* [Material for the task]

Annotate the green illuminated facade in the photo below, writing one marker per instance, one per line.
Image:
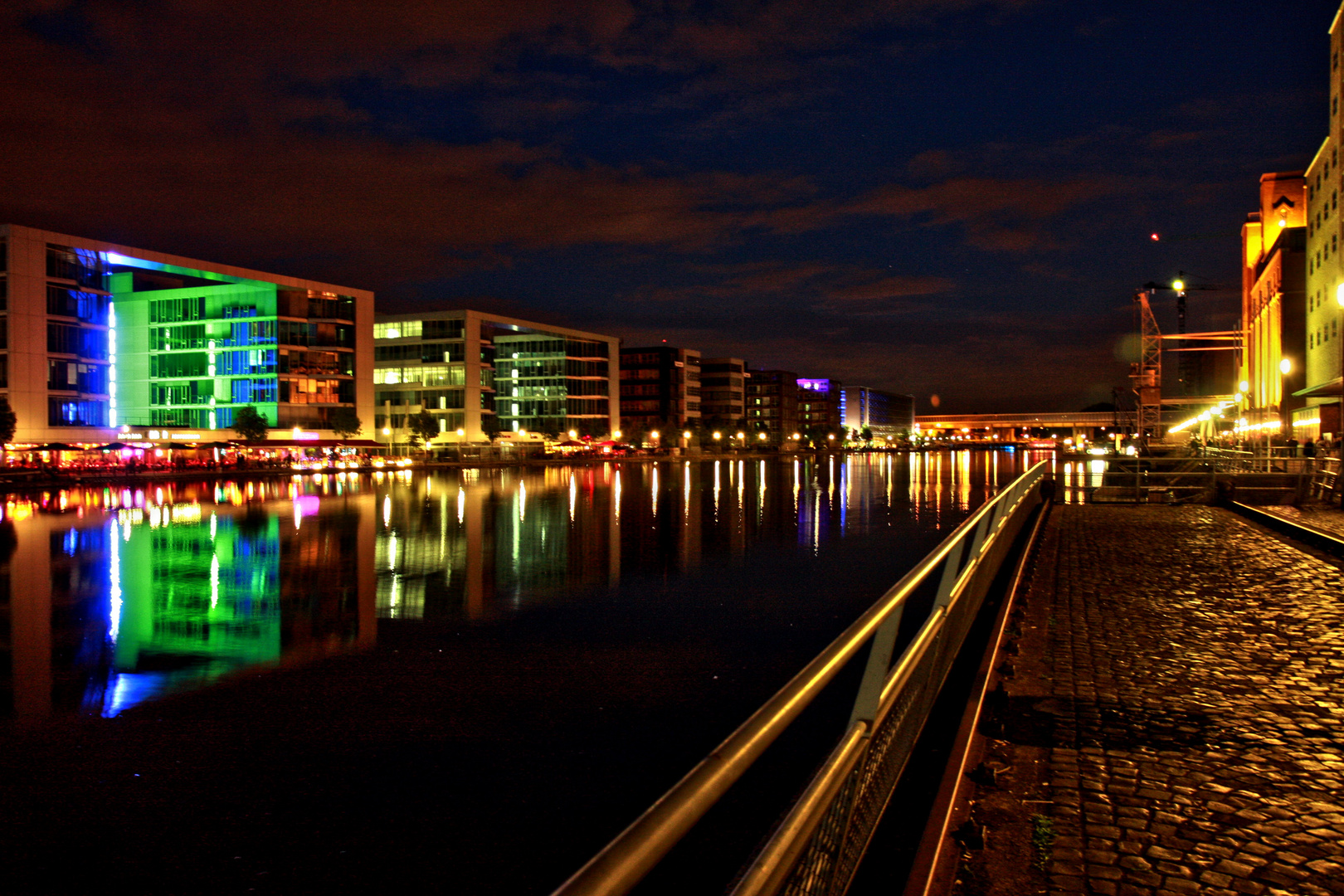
(173, 345)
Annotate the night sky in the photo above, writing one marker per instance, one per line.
(932, 197)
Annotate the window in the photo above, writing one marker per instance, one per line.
(453, 328)
(75, 412)
(397, 329)
(167, 310)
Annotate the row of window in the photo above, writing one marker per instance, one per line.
(427, 353)
(452, 328)
(427, 375)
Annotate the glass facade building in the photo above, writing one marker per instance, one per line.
(95, 336)
(485, 373)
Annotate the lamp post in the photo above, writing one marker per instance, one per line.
(1339, 426)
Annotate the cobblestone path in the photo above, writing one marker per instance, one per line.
(1198, 704)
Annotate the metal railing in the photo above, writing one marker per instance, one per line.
(817, 846)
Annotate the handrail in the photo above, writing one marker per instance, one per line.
(622, 863)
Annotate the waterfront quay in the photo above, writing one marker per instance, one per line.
(1174, 720)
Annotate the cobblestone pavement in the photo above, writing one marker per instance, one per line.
(1322, 518)
(1198, 704)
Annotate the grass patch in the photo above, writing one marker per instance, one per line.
(1042, 839)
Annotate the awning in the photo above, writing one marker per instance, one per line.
(1328, 387)
(275, 444)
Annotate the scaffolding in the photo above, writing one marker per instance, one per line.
(1147, 373)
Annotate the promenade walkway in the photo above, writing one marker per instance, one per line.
(1176, 716)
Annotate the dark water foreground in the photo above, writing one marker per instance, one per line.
(465, 681)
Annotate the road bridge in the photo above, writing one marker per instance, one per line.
(1006, 426)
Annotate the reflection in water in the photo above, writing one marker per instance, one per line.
(119, 597)
(578, 533)
(116, 597)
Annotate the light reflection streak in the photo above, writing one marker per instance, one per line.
(114, 582)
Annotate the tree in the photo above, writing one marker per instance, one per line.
(346, 423)
(251, 425)
(8, 422)
(422, 427)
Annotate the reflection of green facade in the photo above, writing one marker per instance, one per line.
(199, 592)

* [Instructions for the task]
Quote word for word every line of the records from the one containing "Annotate the reflection of" through the last line of the records.

* [Solution to this exercise]
Annotate the reflection of green facade in the photo above, writing one marker per instance, one per line.
(199, 592)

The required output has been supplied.